## Labeled-object pointing entries
-----

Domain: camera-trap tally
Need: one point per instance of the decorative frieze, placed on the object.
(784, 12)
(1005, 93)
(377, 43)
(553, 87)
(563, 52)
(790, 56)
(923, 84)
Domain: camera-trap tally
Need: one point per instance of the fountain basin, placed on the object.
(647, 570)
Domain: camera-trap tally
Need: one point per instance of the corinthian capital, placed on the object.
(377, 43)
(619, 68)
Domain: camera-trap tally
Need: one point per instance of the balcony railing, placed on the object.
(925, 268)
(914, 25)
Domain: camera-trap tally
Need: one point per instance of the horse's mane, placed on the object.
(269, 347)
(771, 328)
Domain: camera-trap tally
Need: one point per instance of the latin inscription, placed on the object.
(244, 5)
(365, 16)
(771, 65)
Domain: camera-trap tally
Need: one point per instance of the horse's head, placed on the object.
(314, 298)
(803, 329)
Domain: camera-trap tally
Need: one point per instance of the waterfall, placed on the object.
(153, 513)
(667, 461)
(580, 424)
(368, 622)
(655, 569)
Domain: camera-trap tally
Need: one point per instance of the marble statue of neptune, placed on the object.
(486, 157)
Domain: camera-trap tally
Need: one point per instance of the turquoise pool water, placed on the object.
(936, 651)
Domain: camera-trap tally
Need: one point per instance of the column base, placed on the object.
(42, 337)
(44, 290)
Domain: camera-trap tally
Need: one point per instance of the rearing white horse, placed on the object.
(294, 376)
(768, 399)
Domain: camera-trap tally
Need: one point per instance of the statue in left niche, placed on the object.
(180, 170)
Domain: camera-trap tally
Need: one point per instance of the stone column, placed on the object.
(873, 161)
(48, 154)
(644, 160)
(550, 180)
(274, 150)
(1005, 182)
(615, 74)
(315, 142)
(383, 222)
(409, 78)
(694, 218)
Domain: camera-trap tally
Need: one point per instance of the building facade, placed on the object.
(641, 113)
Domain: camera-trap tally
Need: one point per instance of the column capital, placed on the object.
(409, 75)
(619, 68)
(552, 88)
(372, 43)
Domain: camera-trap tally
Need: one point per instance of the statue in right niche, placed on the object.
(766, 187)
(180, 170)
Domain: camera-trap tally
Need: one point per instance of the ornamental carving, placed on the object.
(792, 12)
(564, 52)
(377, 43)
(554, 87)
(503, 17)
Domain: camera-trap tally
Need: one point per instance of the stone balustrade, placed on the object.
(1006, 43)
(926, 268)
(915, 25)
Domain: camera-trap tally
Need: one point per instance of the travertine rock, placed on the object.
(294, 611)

-----

## WHAT NEEDS TO BE DONE
Reproduce the full listing above, character for character.

## TASK SOLUTION
Domain: camera-trap tally
Need: one point per instance of the decorative frieze, placed on the object.
(784, 12)
(1005, 93)
(377, 43)
(553, 87)
(563, 52)
(790, 56)
(923, 84)
Domain: camera-trap tally
Need: one point per instance of the fountain basin, placed on the object.
(647, 570)
Domain: camera-trap tally
Need: one point per instance of the corinthian capital, placed on the object.
(377, 43)
(619, 68)
Domain: camera-trap tally
Need: one point per instance of the balcony railing, placed on the object.
(925, 268)
(914, 25)
Domain: camera-trap tally
Need: one point per instance of the horse's mane, placed on the object.
(269, 347)
(771, 328)
Domain: camera-trap tally
Need: one point per instance of the latin inscription, placed on the object.
(244, 5)
(365, 16)
(771, 65)
Domain: camera-trap tally
Need: one point per instance of the horse's head, placed on the object.
(314, 298)
(803, 329)
Domain: camera-trap tally
Need: one point per instance of the waterfall, placed on the object.
(153, 513)
(667, 461)
(580, 424)
(368, 622)
(655, 569)
Domain: camera-trap tally
Need: one point per instance of the marble statue of neptune, placed on the object.
(486, 157)
Domain: camera-trap tally
Need: one point per instance of the turquoise pool water, placed on the object.
(936, 651)
Domain: camera-trap tally
Need: one point per instance of the column base, placed on the object.
(42, 337)
(44, 290)
Domain: camera-trap tally
Need: one point per instance of the rearing white horse, placed on the object.
(294, 376)
(768, 399)
Domain: camera-trap tally
Need: one point per instance of the statue in left niche, placed on the object.
(180, 170)
Domain: camera-trap tally
Need: one point per instance of the stone column, placed on the object.
(873, 161)
(48, 154)
(644, 160)
(550, 180)
(274, 150)
(1005, 182)
(615, 74)
(315, 142)
(383, 222)
(409, 78)
(694, 218)
Domain: camera-trap tally
Need: one point per instance of the building facade, placed on the object.
(641, 113)
Domain: camera-trap tally
Need: one point per instance of the column capital, placed on the object.
(409, 75)
(619, 68)
(552, 88)
(372, 43)
Domain: camera-trap tally
Need: one point per instance of the statue in right niche, placed on the object.
(766, 187)
(180, 170)
Domain: camera-trap tally
Need: one point per instance of the ornamental carving, placed on the object.
(792, 12)
(564, 52)
(377, 43)
(554, 87)
(503, 17)
Domain: camera-trap tally
Need: one point per instance of the stone balustrade, placed on the object.
(1006, 43)
(926, 268)
(915, 25)
Domain: camera-trap tally
Need: one point per instance of the travertine rock, placed on the object.
(294, 611)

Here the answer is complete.